**GIVEN INSTRUCTION:** Present everything from the start of the material down to the line containing "106 71 L 107" as a Markdown table with the columns No. and Text, numbering each line and skipping any blank ones. Leave the pictures out of the answer.

Object outline annotations:
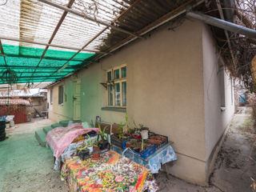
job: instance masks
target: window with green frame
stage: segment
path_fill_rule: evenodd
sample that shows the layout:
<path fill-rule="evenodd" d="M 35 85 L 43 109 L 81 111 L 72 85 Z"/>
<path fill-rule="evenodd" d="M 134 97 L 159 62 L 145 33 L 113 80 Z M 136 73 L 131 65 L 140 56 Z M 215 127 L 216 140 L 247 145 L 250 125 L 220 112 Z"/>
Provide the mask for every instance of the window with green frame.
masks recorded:
<path fill-rule="evenodd" d="M 106 71 L 107 106 L 126 107 L 126 66 L 114 67 Z"/>

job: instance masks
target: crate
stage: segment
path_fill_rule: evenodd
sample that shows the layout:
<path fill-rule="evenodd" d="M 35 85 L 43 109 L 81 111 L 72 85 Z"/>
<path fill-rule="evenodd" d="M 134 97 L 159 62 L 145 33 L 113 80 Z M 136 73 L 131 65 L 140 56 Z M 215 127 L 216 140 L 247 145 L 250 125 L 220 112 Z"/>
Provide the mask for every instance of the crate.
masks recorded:
<path fill-rule="evenodd" d="M 140 153 L 138 153 L 134 150 L 133 150 L 133 152 L 141 157 L 142 158 L 148 158 L 150 155 L 151 155 L 152 154 L 154 154 L 155 152 L 155 146 L 153 144 L 152 146 L 147 147 L 146 149 L 142 150 Z"/>
<path fill-rule="evenodd" d="M 126 142 L 130 141 L 130 138 L 116 139 L 115 137 L 116 136 L 114 136 L 114 134 L 110 136 L 111 144 L 121 148 L 122 150 L 125 150 L 126 148 Z"/>
<path fill-rule="evenodd" d="M 158 150 L 168 143 L 168 137 L 167 136 L 162 135 L 162 134 L 156 134 L 152 136 L 155 136 L 155 135 L 164 137 L 166 138 L 165 141 L 163 141 L 162 142 L 160 143 L 160 145 L 155 145 L 155 150 Z M 150 138 L 150 137 L 149 138 Z"/>

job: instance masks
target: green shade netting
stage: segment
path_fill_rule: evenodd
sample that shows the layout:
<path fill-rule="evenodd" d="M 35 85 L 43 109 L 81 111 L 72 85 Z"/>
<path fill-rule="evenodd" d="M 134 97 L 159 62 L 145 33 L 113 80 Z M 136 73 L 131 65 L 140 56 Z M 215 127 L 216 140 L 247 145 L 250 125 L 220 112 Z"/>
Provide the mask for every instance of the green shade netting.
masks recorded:
<path fill-rule="evenodd" d="M 47 50 L 44 58 L 41 56 L 44 49 L 2 44 L 5 58 L 10 69 L 14 70 L 18 78 L 18 82 L 57 81 L 74 72 L 86 59 L 94 54 L 79 53 L 72 61 L 68 61 L 76 52 Z M 64 65 L 68 66 L 60 73 L 56 73 Z M 34 72 L 36 72 L 34 74 Z M 6 70 L 4 57 L 0 56 L 0 78 Z M 0 78 L 0 84 L 2 84 Z"/>

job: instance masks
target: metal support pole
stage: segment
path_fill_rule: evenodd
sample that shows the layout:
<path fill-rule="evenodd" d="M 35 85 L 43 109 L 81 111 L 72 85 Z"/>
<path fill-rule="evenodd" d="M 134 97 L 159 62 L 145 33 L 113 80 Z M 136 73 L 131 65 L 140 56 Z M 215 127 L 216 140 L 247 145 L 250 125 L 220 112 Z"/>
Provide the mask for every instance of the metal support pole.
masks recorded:
<path fill-rule="evenodd" d="M 247 38 L 256 38 L 256 30 L 234 24 L 233 22 L 229 22 L 222 19 L 194 12 L 188 12 L 186 13 L 186 16 L 223 30 L 243 34 Z"/>

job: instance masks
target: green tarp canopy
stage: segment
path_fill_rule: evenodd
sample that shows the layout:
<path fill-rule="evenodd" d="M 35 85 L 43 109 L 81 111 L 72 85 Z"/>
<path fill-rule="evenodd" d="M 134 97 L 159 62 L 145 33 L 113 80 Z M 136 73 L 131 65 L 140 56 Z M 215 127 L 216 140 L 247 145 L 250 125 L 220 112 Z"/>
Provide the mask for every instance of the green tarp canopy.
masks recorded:
<path fill-rule="evenodd" d="M 2 48 L 4 56 L 0 56 L 0 75 L 8 68 L 13 70 L 18 76 L 18 83 L 57 81 L 80 69 L 84 60 L 94 55 L 78 53 L 69 61 L 76 52 L 48 49 L 41 59 L 45 50 L 42 48 L 7 44 L 2 44 Z M 66 67 L 60 71 L 62 66 Z M 0 84 L 3 83 L 0 78 Z"/>

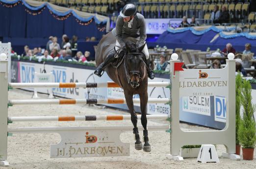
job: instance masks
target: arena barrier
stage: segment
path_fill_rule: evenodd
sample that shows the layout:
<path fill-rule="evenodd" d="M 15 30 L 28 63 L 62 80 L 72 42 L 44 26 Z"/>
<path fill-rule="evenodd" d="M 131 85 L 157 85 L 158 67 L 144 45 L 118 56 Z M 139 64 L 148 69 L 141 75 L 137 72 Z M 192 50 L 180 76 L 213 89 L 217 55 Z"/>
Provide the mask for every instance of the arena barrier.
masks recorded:
<path fill-rule="evenodd" d="M 168 157 L 177 160 L 183 160 L 179 155 L 180 148 L 185 145 L 206 144 L 223 144 L 227 153 L 223 155 L 233 159 L 240 159 L 235 153 L 235 61 L 233 55 L 229 55 L 227 66 L 222 69 L 187 69 L 181 68 L 182 63 L 178 60 L 178 55 L 174 54 L 170 61 L 170 83 L 155 83 L 156 85 L 170 88 L 171 98 L 149 99 L 149 103 L 165 103 L 170 105 L 171 114 L 168 115 L 148 115 L 150 119 L 166 119 L 170 121 L 170 126 L 148 126 L 149 129 L 166 130 L 170 132 L 170 154 Z M 0 58 L 1 57 L 0 57 Z M 8 101 L 7 61 L 0 60 L 0 107 L 3 107 L 0 114 L 0 162 L 7 165 L 7 136 L 16 133 L 58 133 L 61 137 L 60 143 L 51 145 L 51 158 L 95 156 L 128 156 L 129 143 L 123 143 L 120 134 L 126 131 L 131 131 L 132 126 L 59 127 L 20 127 L 9 128 L 8 123 L 18 121 L 92 121 L 124 120 L 129 116 L 75 116 L 45 117 L 8 117 L 8 106 L 28 104 L 125 104 L 124 99 L 70 99 L 70 100 L 12 100 Z M 183 71 L 181 71 L 183 70 Z M 155 83 L 150 84 L 154 85 Z M 25 87 L 22 84 L 10 83 L 11 87 Z M 113 83 L 103 84 L 89 84 L 88 83 L 51 83 L 51 84 L 31 84 L 31 87 L 116 87 Z M 97 85 L 96 85 L 97 84 Z M 214 96 L 224 96 L 227 103 L 226 126 L 222 130 L 183 131 L 179 127 L 179 104 L 182 97 L 192 95 L 208 95 L 214 92 Z M 213 95 L 213 94 L 211 94 Z M 134 103 L 139 100 L 134 99 Z M 140 117 L 140 116 L 139 116 Z M 140 127 L 141 129 L 141 127 Z M 111 137 L 109 137 L 111 136 Z M 85 143 L 91 147 L 83 147 Z M 102 142 L 102 138 L 105 142 Z M 104 139 L 103 139 L 104 140 Z M 101 142 L 100 142 L 101 141 Z M 100 146 L 99 146 L 99 145 Z M 110 149 L 109 149 L 110 148 Z M 91 152 L 88 153 L 88 152 Z"/>

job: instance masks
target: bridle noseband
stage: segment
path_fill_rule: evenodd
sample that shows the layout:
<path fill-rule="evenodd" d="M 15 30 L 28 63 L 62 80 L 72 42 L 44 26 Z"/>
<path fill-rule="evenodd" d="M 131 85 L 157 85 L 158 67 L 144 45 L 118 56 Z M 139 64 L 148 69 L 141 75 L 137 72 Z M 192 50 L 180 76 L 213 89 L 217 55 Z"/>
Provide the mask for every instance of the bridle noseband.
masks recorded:
<path fill-rule="evenodd" d="M 145 57 L 145 55 L 144 55 L 144 53 L 139 53 L 139 52 L 131 52 L 131 53 L 128 53 L 128 54 L 127 54 L 127 55 L 126 55 L 126 56 L 125 57 L 126 57 L 128 55 L 143 55 L 143 56 L 142 56 L 142 57 Z M 128 67 L 127 67 L 127 59 L 125 60 L 124 67 L 125 67 L 125 72 L 126 72 L 126 77 L 127 77 L 127 81 L 128 82 L 128 84 L 129 84 L 130 83 L 130 82 L 130 82 L 131 81 L 131 79 L 130 79 L 130 76 L 129 76 L 130 74 L 131 74 L 132 75 L 136 75 L 138 76 L 138 77 L 139 78 L 139 80 L 141 79 L 142 78 L 141 77 L 141 72 L 140 71 L 132 70 L 132 71 L 128 71 Z M 144 65 L 144 66 L 146 66 L 146 63 L 145 63 L 145 62 L 143 60 L 143 59 L 142 59 L 142 63 L 143 63 L 143 65 Z"/>

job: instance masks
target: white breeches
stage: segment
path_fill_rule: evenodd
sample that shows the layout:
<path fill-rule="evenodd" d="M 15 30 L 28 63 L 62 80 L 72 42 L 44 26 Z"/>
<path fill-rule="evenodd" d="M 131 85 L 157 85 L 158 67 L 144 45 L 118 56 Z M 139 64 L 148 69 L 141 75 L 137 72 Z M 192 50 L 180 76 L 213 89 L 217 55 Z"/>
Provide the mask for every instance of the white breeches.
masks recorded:
<path fill-rule="evenodd" d="M 118 41 L 117 40 L 116 41 L 116 46 L 120 46 L 120 44 L 118 42 Z M 118 47 L 115 46 L 115 49 L 116 50 L 118 50 L 119 49 Z M 142 50 L 142 53 L 145 55 L 146 56 L 146 59 L 148 60 L 149 58 L 149 50 L 148 50 L 148 46 L 147 46 L 147 43 L 145 45 L 145 47 L 143 48 L 143 50 Z"/>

**FULL ANSWER:**
| No. | Text |
|---|---|
| 1 | job: instance masks |
| 2 | target: window with green frame |
| 3 | stage: segment |
| 4 | path_fill_rule: evenodd |
| 5 | sample that shows the layout: |
| 6 | <path fill-rule="evenodd" d="M 35 85 L 43 109 L 81 111 L 72 85 Z"/> |
| 7 | <path fill-rule="evenodd" d="M 134 97 L 159 62 L 145 33 L 113 80 Z M 136 73 L 131 65 L 140 56 Z M 215 127 L 216 140 L 247 145 L 250 125 L 220 112 Z"/> |
| 8 | Provide the mask for every instance of the window with green frame. |
| 9 | masks recorded: |
| 10 | <path fill-rule="evenodd" d="M 106 71 L 107 106 L 126 107 L 126 66 L 114 67 Z"/> |